• Goal:
Beginning at the line that contains "Q: For every instance of the child's", reproduce every line to the end of the material without changing any of them.

• Material supplied:

____________

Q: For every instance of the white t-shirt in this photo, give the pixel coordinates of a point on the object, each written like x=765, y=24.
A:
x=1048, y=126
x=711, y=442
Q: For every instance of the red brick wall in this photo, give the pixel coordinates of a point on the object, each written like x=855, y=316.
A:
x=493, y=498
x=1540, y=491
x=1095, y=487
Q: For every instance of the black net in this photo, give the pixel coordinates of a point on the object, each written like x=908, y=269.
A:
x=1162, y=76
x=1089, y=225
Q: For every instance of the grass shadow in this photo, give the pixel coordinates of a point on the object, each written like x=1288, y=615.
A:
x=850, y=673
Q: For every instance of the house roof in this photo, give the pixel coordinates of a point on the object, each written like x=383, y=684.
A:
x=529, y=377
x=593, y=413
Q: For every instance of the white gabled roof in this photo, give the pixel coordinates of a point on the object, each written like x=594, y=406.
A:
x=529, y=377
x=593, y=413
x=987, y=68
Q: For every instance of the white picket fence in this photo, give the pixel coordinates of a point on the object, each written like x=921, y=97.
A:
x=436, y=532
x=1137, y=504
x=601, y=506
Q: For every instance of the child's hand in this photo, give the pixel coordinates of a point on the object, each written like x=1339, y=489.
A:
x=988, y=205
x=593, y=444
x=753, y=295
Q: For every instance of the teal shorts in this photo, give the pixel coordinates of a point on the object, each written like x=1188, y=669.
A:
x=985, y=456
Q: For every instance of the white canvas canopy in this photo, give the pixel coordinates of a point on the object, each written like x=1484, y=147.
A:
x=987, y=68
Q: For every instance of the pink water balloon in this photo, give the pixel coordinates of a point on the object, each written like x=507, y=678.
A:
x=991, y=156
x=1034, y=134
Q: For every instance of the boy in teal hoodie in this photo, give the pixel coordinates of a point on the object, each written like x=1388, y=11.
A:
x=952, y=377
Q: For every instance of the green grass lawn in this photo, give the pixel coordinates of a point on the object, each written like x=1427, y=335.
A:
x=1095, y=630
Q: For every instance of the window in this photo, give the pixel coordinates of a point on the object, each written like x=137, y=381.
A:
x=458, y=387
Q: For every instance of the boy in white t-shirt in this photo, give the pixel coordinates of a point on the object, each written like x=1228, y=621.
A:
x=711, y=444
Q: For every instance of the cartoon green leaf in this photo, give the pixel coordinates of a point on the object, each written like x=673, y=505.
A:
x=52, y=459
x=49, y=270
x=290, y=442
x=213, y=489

____________

• Exercise output:
Q: For every instance of the child's hand in this photo, give the pixel coordinates of a point on the object, each written like x=1339, y=489.
A:
x=988, y=205
x=593, y=444
x=753, y=295
Q: For every instance of the teal shorts in this photo, give the pixel coordinates of a point on the object, each written like x=1188, y=669.
A:
x=985, y=456
Q: For every instance of the white canvas canopy in this photo, give the pixel coordinates of a point on the object, each written like x=1484, y=147.
A:
x=987, y=68
Q: For every instance of the pink water balloon in this photo, give the pixel coordinates of a point on the object, each written like x=507, y=678.
A:
x=991, y=156
x=1034, y=134
Q: For every instance of the boy in teal hoodie in this photo, give the pixel coordinates of a point on the object, each written like x=1388, y=11.
A:
x=952, y=377
Q: For every instance of the green grass lawn in this photo, give the pixel coordinates of a point on the object, each written like x=1427, y=335.
A:
x=1095, y=630
Q: For every instance of the window in this photo, give the pixel coordinates of a point on the object, each written like x=137, y=381.
A:
x=458, y=387
Q: For every instance of the boy in white t-shirt in this photo, give the pixel coordinates of a point on the object, each written like x=1228, y=621.
A:
x=711, y=444
Q: For every instance of the cartoon green leaf in this photo, give the pixel coordinates of a point on the object, each written like x=673, y=505.
A:
x=52, y=459
x=49, y=270
x=290, y=442
x=213, y=489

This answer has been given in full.